From the small towns and county seats of rural and suburban America come -- yet more police blotter haiku.
I still can't help myself. Those tersely-written columns of short crime items from newspapers in towns where little ever happens -- they just beg to be boiled down into seventeen-syllable poems. So I do.
A friend told me he'd like the haiku better if he could see the police blotter items that inspired them. So I've included them (in italics). Let me know if you like the haiku better with or without the original blotter articles. And as always, enjoy.
They never did find
the woman who was being
chased by feral dogs.
1:20 a.m. — A woman from the 18000 block of Joad Road reported she was being chased by a large pack of 20 to 25 wild dogs. She could not be located.
Christmas ornaments.
Shattered, scattered 'cross the road.
No dreams survived it.
8:33 p.m. A box fell from the back of a truck traveling along Highway Three, scattering an assortment of broken Christmas ornaments across the road.
He was punched not just
in the head or stomach, but
In the post office
1:46 p.m. The Wingsdale Post Office was the unlikely scene of one man punching another man.
Man and wife fighting.
Assault with a rolling pin.
**********
== Exercise instructions ==
Copy the police blotter haiku word for word, starting at "A friend told" and ending at "not be located.". You can leave the records that come after this alone; they play no part here.

Saved entries
**********
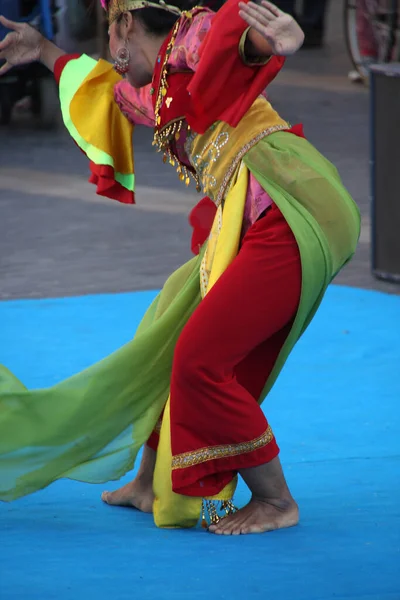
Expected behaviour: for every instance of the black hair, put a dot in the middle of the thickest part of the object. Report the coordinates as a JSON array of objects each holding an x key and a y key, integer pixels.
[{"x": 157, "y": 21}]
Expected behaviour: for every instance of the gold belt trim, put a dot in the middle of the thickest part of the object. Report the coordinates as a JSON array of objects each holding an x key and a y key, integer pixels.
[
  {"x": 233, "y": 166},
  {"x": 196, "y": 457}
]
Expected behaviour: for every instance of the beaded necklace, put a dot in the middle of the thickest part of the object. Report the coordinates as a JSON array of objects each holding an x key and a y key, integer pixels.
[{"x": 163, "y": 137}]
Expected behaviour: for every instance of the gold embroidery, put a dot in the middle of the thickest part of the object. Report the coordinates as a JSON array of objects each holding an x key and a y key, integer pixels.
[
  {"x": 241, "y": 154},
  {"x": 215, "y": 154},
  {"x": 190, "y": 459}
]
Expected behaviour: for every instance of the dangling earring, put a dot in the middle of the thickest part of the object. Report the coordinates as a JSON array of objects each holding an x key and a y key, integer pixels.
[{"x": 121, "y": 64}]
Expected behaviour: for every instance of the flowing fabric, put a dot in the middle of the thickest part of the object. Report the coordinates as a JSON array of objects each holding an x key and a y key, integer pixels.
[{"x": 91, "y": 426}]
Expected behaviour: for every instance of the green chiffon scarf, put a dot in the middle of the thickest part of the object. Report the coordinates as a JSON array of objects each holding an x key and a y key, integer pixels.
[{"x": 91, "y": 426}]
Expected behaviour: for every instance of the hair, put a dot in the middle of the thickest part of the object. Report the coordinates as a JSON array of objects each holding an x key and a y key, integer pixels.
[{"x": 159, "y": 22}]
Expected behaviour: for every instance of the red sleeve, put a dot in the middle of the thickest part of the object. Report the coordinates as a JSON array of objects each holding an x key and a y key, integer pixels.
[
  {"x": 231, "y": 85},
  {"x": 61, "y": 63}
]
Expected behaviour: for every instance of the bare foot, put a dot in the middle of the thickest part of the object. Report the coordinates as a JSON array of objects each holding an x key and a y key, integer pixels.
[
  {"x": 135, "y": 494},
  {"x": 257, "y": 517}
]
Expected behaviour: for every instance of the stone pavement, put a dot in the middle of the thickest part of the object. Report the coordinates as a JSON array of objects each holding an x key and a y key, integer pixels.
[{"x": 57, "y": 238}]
**********
== Answer for this exercise ==
A friend told me he'd like the haiku better if he could see the police blotter items that inspired them. So I've included them (in italics). Let me know if you like the haiku better with or without the original blotter articles. And as always, enjoy.
They never did find
the woman who was being
chased by feral dogs.
1:20 a.m. — A woman from the 18000 block of Joad Road reported she was being chased by a large pack of 20 to 25 wild dogs. She could not be located.